───── Given information

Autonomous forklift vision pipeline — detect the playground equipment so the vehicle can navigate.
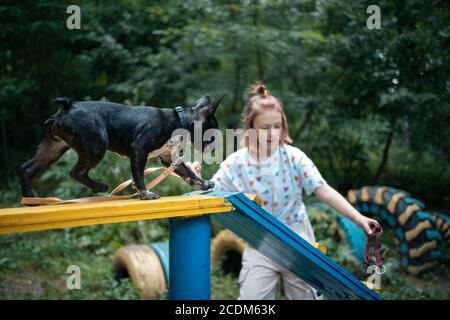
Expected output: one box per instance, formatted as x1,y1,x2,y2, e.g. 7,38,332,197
347,186,449,275
110,187,450,299
0,192,381,300
113,229,327,300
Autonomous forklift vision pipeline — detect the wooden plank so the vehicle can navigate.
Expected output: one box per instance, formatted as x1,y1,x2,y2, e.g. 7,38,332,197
0,195,232,234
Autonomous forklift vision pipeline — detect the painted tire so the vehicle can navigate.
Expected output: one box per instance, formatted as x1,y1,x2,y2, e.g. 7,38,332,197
430,211,450,242
347,186,442,274
211,229,245,275
114,244,167,300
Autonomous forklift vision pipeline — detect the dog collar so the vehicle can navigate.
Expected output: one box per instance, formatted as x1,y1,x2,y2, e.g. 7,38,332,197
175,106,189,130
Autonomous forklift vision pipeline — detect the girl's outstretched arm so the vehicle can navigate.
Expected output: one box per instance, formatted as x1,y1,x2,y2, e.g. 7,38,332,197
314,183,378,235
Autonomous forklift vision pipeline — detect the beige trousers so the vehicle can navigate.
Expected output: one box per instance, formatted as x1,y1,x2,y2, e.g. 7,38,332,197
238,219,322,300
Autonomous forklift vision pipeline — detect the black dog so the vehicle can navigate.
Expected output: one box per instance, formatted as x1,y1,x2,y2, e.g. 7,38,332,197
20,96,223,200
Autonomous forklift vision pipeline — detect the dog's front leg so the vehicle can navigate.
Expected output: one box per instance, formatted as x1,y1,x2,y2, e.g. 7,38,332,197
130,151,159,200
160,155,214,190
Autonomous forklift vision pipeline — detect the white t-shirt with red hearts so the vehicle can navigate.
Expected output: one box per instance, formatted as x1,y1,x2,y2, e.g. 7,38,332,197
211,144,326,225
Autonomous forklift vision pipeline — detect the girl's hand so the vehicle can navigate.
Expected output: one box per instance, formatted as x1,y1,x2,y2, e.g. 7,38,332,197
185,161,202,178
356,214,383,235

──────────

(Directions):
Reproduce the stretch from the start of the records through the line containing "175,106,189,130", adding 7 to every bounding-box coordinate in the answers and leaving the numbers in the requests and the format sample as they are. Leave the pictures out.

(Full solution):
Autonomous forklift vision pipeline — detect the playground equipment so the vehicle can navigate.
Expected output: one box per instance, formatted as x1,y1,x2,y2, e.g. 7,38,332,197
354,193,456,282
117,194,457,306
7,199,388,307
120,236,334,307
Autonomous forklift vision pipeline — detect the wooden plank so the vehicle can navigate.
Expected output: one box per instance, formatted as x1,y1,x2,y2, e.g. 7,38,332,197
7,202,239,241
Autonomous forklift vision pipeline — detect the painted tire so the vehicle can navigate.
Expected output: one box per instance, formatted as x1,y1,x2,y2, e.g. 7,38,332,197
437,218,457,249
354,193,449,281
218,236,252,282
121,251,174,307
Autonomous forklift vision pipeline — detect the dog collar so the vehicle can navigate.
Expected output: one box per instance, formatted as x1,y1,x2,y2, e.g. 7,38,332,197
182,113,196,137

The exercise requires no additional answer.